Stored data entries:
··········

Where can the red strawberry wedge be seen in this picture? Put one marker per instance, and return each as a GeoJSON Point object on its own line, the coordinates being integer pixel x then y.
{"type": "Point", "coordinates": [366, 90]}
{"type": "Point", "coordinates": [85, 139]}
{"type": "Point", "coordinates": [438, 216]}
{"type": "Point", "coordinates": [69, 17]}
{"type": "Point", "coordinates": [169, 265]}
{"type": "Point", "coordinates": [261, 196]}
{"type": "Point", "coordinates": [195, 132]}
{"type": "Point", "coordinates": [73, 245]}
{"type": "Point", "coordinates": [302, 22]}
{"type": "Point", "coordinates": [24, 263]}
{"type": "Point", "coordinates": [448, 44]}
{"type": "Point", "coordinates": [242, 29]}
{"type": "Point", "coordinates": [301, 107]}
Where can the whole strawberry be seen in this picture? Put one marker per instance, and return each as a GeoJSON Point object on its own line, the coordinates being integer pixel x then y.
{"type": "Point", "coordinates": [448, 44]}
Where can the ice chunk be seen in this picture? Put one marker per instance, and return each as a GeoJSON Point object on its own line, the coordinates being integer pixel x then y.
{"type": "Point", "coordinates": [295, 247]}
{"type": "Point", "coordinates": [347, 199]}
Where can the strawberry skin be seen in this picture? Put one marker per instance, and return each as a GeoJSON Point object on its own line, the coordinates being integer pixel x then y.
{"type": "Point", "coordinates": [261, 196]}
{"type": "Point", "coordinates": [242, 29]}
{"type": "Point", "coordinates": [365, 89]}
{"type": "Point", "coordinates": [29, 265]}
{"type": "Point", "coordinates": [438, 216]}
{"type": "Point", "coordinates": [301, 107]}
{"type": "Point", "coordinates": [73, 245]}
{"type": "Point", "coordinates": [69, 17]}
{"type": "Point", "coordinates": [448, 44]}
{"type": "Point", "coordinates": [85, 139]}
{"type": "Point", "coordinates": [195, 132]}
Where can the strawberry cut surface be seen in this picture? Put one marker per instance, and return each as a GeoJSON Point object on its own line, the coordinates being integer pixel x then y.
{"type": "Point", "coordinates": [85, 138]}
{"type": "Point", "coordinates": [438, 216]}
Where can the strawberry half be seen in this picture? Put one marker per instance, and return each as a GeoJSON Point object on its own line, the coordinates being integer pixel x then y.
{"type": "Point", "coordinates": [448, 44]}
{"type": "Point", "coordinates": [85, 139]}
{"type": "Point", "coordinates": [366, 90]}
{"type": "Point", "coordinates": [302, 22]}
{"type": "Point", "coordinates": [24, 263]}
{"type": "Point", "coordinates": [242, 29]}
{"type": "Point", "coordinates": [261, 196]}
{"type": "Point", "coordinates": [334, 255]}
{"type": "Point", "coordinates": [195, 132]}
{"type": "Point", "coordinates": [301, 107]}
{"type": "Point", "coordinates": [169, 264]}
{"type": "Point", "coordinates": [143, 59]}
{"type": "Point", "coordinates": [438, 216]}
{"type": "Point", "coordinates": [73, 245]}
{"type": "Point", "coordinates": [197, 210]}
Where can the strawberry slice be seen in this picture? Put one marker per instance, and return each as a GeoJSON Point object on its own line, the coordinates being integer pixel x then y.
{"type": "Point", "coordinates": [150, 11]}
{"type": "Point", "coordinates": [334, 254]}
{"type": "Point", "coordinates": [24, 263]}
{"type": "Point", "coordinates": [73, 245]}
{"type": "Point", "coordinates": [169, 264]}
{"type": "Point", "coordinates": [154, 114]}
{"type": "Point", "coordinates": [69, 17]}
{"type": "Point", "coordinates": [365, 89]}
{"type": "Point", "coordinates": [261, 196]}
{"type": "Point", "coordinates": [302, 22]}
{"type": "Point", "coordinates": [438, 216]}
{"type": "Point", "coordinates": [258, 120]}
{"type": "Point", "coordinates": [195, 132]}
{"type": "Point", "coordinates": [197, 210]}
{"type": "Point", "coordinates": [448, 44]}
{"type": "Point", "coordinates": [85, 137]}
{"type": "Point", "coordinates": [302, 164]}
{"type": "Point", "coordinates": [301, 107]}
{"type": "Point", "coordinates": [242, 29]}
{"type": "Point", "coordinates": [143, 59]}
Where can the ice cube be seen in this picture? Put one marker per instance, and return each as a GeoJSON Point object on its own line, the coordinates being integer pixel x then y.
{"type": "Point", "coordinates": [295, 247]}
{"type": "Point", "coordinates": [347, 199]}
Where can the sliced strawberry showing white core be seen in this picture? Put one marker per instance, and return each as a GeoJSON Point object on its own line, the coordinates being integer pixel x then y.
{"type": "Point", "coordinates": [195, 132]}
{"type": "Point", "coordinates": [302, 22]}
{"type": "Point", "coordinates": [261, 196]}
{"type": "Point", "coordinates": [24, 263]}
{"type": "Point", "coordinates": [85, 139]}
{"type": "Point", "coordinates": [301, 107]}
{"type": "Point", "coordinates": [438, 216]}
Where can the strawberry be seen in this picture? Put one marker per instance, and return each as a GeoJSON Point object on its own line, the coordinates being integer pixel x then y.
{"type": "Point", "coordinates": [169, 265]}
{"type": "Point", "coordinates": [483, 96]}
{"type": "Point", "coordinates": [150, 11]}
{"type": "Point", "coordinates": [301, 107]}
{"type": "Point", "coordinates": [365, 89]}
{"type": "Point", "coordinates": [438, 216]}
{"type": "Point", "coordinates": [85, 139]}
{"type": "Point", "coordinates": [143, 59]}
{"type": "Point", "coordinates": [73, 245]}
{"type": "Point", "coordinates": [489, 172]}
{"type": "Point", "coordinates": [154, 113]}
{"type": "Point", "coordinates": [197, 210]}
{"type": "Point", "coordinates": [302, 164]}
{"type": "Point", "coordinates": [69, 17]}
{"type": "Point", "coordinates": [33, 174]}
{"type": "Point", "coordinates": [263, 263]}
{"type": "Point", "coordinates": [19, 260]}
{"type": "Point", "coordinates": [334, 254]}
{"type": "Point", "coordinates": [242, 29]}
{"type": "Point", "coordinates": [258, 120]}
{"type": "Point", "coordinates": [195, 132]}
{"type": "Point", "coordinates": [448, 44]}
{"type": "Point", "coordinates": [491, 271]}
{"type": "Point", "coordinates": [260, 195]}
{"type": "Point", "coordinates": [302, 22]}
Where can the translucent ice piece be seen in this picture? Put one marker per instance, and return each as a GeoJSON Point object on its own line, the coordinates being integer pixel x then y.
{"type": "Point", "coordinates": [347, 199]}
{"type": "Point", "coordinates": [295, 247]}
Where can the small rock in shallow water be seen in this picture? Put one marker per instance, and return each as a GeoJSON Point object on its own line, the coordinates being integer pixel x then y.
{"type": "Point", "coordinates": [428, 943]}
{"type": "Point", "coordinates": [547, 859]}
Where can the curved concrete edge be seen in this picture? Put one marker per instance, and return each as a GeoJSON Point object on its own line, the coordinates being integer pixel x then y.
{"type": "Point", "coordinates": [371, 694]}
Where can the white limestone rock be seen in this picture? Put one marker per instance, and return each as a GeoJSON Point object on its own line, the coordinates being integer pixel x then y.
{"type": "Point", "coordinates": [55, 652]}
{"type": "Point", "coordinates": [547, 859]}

··········

What you need to do: Transcribe nothing except the lines from the one with "Where can the white" through the end of the data above, each exactly as it appears.

Solution to the exercise:
Where can the white limestone rock be seen in this picture? Put one marker per instance, and return each as a GeoJSON Point object on its own line, the coordinates being integer pixel x then y.
{"type": "Point", "coordinates": [55, 652]}
{"type": "Point", "coordinates": [547, 859]}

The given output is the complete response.